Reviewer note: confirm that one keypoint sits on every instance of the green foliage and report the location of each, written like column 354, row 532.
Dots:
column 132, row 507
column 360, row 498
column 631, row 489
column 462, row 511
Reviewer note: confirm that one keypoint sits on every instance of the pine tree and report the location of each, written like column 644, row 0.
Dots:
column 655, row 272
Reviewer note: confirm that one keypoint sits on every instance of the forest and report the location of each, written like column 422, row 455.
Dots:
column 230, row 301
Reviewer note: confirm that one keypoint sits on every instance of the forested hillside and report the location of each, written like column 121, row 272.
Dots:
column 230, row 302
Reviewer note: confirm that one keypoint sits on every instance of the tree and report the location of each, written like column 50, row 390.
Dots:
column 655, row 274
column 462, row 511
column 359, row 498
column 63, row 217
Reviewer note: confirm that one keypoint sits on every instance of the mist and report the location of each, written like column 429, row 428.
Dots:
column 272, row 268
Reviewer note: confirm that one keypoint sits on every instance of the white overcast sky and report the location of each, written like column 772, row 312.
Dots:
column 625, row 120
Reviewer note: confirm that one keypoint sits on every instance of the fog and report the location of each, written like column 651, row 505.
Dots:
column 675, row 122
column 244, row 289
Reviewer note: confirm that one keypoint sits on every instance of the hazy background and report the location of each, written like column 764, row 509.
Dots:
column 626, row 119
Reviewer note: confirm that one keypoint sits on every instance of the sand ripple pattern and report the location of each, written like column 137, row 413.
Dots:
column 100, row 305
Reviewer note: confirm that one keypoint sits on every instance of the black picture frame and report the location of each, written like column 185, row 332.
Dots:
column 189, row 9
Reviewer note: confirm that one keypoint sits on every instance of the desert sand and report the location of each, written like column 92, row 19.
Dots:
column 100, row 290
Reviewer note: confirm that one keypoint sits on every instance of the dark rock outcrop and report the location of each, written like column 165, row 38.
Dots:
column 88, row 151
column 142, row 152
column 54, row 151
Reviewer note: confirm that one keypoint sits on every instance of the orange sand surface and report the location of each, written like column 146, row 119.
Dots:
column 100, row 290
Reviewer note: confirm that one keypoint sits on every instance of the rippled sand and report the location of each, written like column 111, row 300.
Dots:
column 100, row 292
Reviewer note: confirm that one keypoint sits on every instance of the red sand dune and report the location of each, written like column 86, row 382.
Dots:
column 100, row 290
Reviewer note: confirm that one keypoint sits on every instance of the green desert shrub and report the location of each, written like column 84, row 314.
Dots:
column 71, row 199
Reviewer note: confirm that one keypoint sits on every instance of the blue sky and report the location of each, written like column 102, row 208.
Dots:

------------

Reprenez l'ensemble des enregistrements en remplaçant partout « Reviewer note » par « Annotator note », sans rien modifier d'autre.

__Réponse attendue__
Annotator note: confirm that one keypoint sits on every instance of the green foliage and report the location of each, written like column 354, row 532.
Dots:
column 132, row 507
column 360, row 498
column 631, row 489
column 462, row 511
Annotator note: confirm that one keypoint sits on every instance of the pine tree and report the location of each, written like column 644, row 0.
Dots:
column 655, row 272
Annotator note: confirm that one keypoint sits on every instance of the forest and report the location of each, written like column 422, row 455.
Dots:
column 230, row 301
Annotator note: confirm that one keypoint sits on every instance of the forested hillside and report the location of each, written like column 121, row 272.
Dots:
column 230, row 302
Annotator note: confirm that one keypoint sits on every instance of the tree and report the location of each, written like column 50, row 390.
Dots:
column 655, row 274
column 462, row 511
column 359, row 498
column 63, row 217
Annotator note: confirm that one keypoint sits on every instance of the mist and report the location of each, written like column 429, row 428.
Dots:
column 272, row 268
Annotator note: confirm that one keypoint sits on every instance of the white overcast sky and report the location of each, written like column 772, row 312.
Dots:
column 625, row 120
Annotator note: confirm that one keypoint sits on every instance of the fog and report the location of each, written like column 651, row 505.
Dots:
column 675, row 122
column 244, row 289
Annotator note: confirm that one keypoint sits on every instance of the hazy background and report the location of each, written like column 764, row 509.
Dots:
column 626, row 119
Annotator note: confirm that one keypoint sits on every instance of the sand ripple pattern and report the location of each, written like column 137, row 413.
Dots:
column 100, row 305
Annotator note: confirm that one keypoint sits on every instance of the black picture frame and report the location of each, written like column 185, row 332.
Dots:
column 189, row 9
Annotator note: confirm that one keypoint sits on every instance of the desert sand and report the location of each, written like column 92, row 19.
Dots:
column 100, row 290
Annotator note: confirm that one keypoint sits on every instance of the dark rock outcrop and report the location of each, written like column 165, row 38.
Dots:
column 88, row 151
column 142, row 152
column 54, row 151
Annotator note: confirm that one keypoint sits on every instance of the orange sand surface and report the location of each, written like column 146, row 119.
Dots:
column 100, row 290
Annotator note: confirm that one keypoint sits on every instance of the rippled sand and report the location of each, written like column 111, row 300.
Dots:
column 100, row 292
Annotator note: confirm that one keypoint sits on every instance of the red sand dune and report the location of each, written like column 86, row 382.
Dots:
column 100, row 290
Annotator note: confirm that one keypoint sits on every instance of the green desert shrub and report the location of each, written like column 84, row 314.
Dots:
column 71, row 199
Annotator note: confirm that one keypoint sits on every instance of the blue sky and report the location of each, written like column 102, row 208.
Dots:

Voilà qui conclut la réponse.